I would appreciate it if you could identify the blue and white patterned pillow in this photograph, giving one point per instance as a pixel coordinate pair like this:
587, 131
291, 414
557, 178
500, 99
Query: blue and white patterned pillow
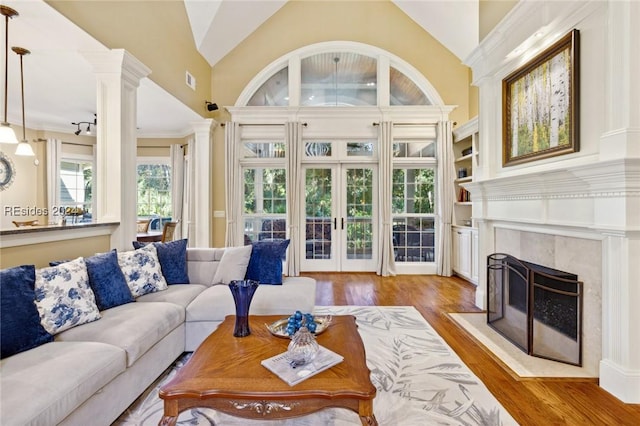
142, 270
63, 296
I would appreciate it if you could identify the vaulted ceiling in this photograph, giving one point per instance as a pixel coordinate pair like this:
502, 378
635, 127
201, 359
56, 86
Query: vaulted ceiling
56, 69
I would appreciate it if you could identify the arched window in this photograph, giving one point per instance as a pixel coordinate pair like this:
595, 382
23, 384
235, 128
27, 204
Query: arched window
339, 74
328, 181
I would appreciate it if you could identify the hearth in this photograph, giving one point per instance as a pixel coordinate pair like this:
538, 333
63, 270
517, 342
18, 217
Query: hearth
539, 309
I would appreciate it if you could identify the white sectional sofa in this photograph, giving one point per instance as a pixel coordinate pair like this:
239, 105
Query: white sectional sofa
92, 372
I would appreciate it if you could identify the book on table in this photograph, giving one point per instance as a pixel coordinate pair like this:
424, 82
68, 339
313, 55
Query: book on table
280, 366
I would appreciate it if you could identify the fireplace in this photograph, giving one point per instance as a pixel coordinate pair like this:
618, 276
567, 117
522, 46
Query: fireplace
539, 309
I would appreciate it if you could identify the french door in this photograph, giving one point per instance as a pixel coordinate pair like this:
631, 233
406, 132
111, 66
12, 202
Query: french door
340, 221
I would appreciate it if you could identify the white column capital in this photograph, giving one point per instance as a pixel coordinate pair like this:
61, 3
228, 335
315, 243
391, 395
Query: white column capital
118, 61
118, 76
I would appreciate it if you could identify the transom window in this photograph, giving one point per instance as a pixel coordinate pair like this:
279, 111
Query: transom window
339, 74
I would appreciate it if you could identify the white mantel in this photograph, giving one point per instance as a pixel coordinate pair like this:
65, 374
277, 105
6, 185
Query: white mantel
591, 195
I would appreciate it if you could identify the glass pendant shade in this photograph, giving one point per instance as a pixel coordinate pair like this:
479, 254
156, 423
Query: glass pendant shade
7, 135
24, 149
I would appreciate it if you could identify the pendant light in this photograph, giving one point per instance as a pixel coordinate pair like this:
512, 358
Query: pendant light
23, 147
7, 135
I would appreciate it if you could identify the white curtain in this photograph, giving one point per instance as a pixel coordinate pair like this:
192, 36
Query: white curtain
189, 194
387, 265
293, 132
445, 197
233, 183
54, 153
177, 186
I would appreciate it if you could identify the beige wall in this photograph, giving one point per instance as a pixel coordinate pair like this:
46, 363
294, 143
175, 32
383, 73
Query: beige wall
41, 254
492, 12
155, 32
301, 23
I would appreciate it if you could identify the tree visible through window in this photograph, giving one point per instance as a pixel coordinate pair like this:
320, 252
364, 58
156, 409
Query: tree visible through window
413, 204
76, 188
154, 190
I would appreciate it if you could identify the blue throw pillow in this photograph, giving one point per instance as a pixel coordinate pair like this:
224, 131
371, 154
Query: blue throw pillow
20, 328
173, 260
265, 263
107, 280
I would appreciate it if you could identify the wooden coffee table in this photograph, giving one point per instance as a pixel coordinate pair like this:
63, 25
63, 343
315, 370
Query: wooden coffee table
225, 374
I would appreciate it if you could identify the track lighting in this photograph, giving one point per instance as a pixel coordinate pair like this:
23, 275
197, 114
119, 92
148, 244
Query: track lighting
211, 106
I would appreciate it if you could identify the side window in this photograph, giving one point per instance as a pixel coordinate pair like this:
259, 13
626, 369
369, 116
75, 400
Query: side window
154, 192
76, 189
413, 214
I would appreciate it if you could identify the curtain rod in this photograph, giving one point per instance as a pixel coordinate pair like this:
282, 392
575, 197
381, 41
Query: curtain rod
82, 144
412, 124
258, 124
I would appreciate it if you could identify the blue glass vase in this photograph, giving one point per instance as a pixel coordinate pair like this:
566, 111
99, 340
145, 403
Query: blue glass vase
242, 291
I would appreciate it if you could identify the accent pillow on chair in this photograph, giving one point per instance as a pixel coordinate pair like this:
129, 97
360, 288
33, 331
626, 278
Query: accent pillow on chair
233, 265
142, 270
64, 297
265, 264
107, 280
20, 328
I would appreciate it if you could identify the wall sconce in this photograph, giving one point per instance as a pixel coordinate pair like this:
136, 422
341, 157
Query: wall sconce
7, 134
211, 106
88, 123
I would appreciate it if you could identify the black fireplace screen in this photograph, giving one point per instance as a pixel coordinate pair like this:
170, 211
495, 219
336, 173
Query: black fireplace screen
538, 309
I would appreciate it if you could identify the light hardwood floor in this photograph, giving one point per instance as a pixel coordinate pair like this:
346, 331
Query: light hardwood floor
530, 401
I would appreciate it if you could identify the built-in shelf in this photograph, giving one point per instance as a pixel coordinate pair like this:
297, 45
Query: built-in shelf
465, 157
463, 180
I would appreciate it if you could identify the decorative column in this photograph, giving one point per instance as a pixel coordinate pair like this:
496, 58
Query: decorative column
201, 203
618, 212
118, 76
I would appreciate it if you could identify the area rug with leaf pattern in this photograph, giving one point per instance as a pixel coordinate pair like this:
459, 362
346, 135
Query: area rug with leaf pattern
420, 380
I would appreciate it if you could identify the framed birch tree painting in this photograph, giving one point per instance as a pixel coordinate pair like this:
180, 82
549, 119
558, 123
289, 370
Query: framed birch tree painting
540, 105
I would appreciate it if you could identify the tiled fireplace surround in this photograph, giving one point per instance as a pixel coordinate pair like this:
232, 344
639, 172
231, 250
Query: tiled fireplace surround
579, 212
563, 220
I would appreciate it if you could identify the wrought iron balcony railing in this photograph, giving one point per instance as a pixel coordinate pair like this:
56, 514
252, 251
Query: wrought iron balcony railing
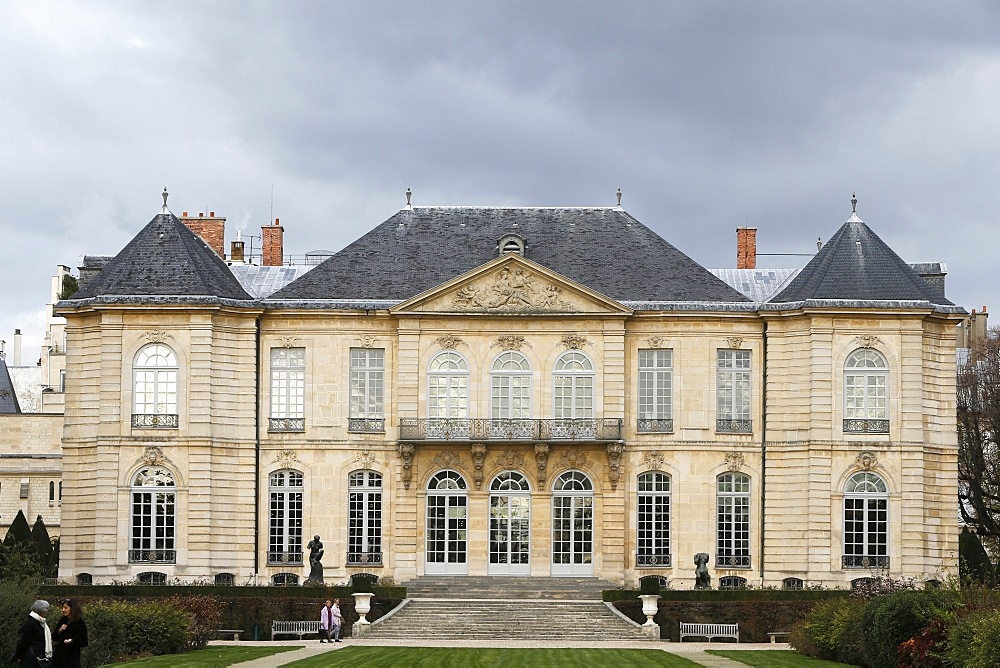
154, 421
369, 425
734, 426
286, 424
152, 556
864, 561
652, 560
284, 557
732, 561
865, 426
364, 558
654, 425
455, 429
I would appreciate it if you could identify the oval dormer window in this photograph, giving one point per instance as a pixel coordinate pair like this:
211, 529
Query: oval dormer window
511, 243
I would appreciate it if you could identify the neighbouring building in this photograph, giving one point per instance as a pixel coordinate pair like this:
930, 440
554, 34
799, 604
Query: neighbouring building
509, 391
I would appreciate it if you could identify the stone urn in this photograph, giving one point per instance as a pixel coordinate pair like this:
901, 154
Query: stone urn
649, 607
362, 605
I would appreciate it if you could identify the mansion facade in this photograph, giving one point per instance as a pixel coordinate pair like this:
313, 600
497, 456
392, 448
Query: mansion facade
508, 391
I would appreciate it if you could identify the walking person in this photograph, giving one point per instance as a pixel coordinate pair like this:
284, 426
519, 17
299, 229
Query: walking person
34, 643
338, 619
326, 621
70, 636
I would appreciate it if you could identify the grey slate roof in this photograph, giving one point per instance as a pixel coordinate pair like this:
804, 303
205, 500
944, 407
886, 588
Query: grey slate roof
165, 260
8, 397
857, 266
605, 249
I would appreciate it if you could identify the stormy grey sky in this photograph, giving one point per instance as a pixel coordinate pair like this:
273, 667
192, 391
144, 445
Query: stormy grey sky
708, 115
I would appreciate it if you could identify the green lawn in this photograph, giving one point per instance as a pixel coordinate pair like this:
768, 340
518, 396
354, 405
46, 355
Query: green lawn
210, 657
774, 658
473, 657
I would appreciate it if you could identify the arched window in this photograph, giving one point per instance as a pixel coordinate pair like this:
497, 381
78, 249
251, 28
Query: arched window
154, 517
866, 387
573, 386
364, 535
285, 526
732, 521
866, 521
448, 396
653, 520
154, 375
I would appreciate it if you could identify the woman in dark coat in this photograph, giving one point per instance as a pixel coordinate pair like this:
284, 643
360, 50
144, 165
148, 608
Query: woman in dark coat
69, 637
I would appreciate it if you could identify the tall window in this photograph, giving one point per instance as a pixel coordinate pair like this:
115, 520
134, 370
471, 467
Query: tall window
367, 378
732, 382
655, 391
510, 396
866, 522
653, 531
288, 387
866, 380
733, 521
364, 536
285, 529
154, 520
154, 375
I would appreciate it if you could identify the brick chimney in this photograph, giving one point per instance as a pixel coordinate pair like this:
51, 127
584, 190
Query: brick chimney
746, 247
273, 241
211, 228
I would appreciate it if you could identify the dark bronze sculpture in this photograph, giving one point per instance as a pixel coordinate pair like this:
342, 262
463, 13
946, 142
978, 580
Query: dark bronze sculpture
702, 580
315, 556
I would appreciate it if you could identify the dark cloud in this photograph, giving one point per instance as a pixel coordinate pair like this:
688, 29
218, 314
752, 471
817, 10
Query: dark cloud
708, 115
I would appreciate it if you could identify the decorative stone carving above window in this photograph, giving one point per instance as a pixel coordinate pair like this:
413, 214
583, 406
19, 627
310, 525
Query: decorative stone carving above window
449, 342
510, 342
286, 459
735, 461
154, 336
653, 460
511, 290
367, 341
365, 460
867, 341
866, 461
405, 451
447, 460
573, 342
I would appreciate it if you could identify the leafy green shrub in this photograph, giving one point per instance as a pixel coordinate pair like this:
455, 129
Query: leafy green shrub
205, 613
15, 603
972, 640
889, 621
119, 631
830, 631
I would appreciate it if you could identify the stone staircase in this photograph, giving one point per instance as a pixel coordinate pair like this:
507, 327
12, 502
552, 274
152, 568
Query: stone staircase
505, 607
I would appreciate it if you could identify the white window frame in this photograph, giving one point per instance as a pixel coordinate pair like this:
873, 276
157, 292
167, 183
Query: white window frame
285, 510
367, 389
154, 386
866, 392
866, 521
656, 372
653, 520
364, 532
733, 385
732, 520
153, 516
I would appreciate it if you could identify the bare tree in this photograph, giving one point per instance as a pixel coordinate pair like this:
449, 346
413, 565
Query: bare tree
978, 401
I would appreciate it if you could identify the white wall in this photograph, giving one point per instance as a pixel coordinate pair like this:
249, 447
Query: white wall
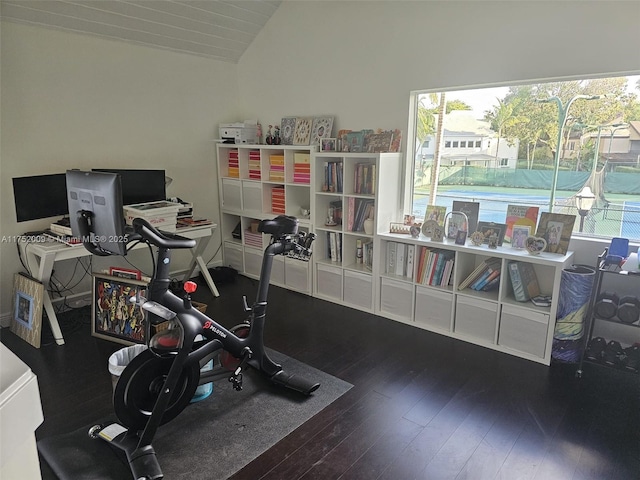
73, 101
358, 60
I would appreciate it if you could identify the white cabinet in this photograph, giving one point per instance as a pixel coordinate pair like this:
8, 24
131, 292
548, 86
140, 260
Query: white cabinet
433, 295
347, 190
258, 182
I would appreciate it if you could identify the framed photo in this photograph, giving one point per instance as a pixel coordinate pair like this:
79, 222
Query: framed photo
519, 234
26, 314
302, 132
321, 128
287, 129
556, 229
328, 144
114, 317
489, 228
125, 273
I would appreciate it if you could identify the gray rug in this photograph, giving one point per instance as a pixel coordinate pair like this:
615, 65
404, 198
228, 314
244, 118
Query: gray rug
211, 439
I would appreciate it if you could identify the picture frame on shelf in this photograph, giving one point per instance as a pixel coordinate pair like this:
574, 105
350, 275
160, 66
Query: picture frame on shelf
302, 132
26, 316
556, 229
490, 228
328, 144
321, 128
287, 130
519, 234
113, 316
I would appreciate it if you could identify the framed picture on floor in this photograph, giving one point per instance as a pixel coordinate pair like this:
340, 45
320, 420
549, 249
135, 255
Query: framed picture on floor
113, 316
26, 314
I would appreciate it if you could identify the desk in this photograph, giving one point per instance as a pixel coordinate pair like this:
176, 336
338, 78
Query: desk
41, 256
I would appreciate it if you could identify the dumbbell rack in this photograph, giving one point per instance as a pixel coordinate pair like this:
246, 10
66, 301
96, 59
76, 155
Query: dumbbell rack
604, 267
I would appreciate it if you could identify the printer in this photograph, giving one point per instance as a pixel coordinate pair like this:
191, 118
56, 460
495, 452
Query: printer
240, 132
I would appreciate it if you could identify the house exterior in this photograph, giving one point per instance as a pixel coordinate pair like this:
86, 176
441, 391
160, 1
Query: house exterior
469, 141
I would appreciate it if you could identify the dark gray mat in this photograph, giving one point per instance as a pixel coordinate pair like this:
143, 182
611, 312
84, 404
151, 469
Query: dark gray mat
211, 439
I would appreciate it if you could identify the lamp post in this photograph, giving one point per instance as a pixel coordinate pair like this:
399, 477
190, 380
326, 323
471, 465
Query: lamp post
584, 202
562, 120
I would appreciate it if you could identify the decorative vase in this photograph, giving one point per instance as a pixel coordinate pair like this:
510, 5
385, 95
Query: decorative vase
368, 226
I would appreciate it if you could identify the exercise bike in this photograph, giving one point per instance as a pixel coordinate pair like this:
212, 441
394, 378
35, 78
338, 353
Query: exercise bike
160, 382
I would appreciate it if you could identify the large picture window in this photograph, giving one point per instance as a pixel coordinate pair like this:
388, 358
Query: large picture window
568, 147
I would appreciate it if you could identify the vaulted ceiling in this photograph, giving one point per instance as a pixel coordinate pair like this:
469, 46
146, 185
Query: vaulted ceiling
221, 30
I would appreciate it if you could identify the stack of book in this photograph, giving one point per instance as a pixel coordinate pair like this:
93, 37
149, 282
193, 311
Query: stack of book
276, 168
277, 200
301, 168
252, 239
435, 267
234, 167
254, 165
485, 277
365, 178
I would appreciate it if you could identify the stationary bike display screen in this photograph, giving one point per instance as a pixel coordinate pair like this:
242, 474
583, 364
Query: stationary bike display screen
96, 198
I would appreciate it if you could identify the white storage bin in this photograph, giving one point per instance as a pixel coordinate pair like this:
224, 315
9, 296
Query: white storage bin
358, 289
433, 308
231, 194
252, 196
233, 256
296, 274
252, 261
396, 298
523, 330
476, 318
329, 281
277, 270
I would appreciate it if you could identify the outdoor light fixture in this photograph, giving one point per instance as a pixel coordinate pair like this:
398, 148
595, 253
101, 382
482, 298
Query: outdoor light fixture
584, 201
562, 120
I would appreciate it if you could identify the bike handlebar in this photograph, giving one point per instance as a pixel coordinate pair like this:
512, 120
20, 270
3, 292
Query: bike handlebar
160, 239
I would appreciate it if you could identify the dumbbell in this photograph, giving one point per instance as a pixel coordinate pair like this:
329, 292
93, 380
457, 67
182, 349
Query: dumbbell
629, 309
606, 305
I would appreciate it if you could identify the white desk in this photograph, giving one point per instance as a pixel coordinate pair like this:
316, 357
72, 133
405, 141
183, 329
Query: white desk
41, 256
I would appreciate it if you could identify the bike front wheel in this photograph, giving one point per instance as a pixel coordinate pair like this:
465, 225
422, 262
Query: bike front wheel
140, 384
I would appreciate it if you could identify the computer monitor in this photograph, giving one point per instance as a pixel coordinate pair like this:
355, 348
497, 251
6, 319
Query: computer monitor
140, 186
40, 196
95, 211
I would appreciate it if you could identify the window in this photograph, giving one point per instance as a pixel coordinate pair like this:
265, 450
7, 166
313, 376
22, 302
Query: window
537, 144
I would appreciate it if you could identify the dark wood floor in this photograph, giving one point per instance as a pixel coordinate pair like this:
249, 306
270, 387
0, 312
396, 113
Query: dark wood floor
423, 406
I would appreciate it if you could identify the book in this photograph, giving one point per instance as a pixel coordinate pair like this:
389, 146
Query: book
400, 259
471, 210
520, 215
523, 281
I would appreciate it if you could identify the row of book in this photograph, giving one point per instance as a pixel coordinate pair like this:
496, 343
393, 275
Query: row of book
435, 267
334, 246
234, 165
276, 168
254, 165
277, 200
365, 178
301, 168
400, 259
485, 277
333, 174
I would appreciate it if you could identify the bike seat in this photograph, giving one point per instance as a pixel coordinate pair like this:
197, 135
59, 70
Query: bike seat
279, 226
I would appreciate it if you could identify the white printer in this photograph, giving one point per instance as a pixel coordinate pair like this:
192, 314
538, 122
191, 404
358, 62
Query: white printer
240, 132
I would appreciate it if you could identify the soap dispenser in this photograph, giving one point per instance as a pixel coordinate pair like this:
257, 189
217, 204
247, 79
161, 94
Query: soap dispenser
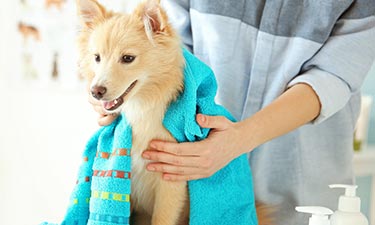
349, 208
319, 214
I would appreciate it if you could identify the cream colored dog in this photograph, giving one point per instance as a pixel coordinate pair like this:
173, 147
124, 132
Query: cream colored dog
134, 64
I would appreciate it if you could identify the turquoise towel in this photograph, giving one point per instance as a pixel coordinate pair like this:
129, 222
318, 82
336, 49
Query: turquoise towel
102, 193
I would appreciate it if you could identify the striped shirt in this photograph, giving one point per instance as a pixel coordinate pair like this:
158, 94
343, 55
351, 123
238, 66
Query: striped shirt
259, 48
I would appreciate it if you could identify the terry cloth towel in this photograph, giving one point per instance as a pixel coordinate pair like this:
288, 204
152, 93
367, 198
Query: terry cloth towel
102, 193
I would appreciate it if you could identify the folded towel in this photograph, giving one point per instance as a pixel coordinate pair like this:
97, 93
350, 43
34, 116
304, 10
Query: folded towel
102, 193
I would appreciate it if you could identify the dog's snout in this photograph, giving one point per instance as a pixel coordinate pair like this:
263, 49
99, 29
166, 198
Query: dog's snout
98, 92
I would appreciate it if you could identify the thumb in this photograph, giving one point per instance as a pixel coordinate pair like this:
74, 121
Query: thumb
215, 122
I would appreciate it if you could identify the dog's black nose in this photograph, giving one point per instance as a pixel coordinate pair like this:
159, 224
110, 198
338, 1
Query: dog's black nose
98, 92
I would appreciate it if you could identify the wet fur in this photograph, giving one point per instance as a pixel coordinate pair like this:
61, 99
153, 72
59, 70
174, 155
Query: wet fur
158, 67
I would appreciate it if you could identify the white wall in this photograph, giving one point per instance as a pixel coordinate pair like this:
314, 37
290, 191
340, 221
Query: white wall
44, 129
43, 135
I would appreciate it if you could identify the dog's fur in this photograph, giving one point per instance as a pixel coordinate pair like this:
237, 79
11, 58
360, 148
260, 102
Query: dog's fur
158, 72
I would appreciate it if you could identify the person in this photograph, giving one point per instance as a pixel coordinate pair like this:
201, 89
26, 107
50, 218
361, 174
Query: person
290, 72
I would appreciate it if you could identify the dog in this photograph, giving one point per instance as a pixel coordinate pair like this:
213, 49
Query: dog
134, 64
29, 31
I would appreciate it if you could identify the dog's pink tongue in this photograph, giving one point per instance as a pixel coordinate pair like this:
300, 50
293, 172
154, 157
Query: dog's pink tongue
109, 105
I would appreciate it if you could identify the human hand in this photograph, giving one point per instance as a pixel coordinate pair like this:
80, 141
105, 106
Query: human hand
195, 160
104, 118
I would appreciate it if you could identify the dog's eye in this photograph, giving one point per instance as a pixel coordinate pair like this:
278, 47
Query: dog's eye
97, 58
127, 59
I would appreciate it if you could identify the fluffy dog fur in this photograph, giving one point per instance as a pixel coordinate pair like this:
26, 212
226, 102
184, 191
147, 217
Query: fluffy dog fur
134, 64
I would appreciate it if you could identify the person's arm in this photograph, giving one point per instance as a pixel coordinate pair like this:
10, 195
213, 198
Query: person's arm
326, 83
228, 140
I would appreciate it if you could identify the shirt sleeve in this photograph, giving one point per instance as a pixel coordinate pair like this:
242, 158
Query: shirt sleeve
337, 71
179, 16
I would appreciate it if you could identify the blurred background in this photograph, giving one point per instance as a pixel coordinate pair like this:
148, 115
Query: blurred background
46, 119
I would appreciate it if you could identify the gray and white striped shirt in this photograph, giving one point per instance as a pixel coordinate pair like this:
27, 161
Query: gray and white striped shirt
257, 49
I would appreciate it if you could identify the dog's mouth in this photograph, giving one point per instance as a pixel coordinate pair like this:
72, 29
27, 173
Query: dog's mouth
114, 104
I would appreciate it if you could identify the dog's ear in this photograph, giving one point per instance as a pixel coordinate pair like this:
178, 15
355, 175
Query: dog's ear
154, 18
91, 12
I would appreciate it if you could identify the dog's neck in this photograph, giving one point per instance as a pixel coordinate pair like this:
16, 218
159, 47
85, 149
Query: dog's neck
151, 111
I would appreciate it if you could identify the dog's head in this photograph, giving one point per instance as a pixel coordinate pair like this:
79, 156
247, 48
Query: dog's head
128, 57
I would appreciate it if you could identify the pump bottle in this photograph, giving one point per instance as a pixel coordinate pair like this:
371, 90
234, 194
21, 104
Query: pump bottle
349, 207
319, 214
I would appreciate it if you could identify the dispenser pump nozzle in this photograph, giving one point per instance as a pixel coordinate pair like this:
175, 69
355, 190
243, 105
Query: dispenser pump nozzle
319, 214
350, 190
348, 202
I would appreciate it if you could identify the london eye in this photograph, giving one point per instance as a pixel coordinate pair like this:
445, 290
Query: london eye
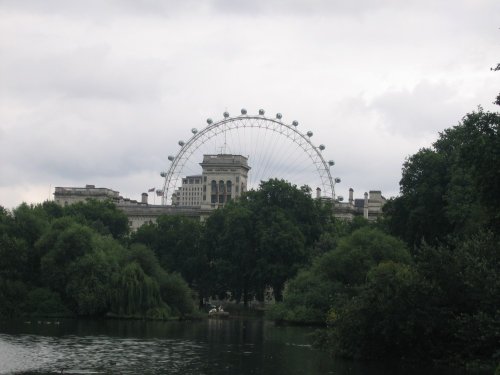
——————
* Exercise goal
Show every line of the entries that contains the string "framed", matching case exactly.

* Answer for the task
I would appreciate it if you could identify the framed birch tree painting in this photograph, giving one point per instance as a pixel coordinate pair like this:
Query: framed birch tree painting
I would appreciate it if you could identify the framed photo in this photograph, giving one point per instance as a pixel coordinate pair like this:
Query: framed photo
I would appreciate it if you could identify the framed picture on floor in this photograph, giving one point per instance as a pixel coordinate pair like this:
Query: framed picture on floor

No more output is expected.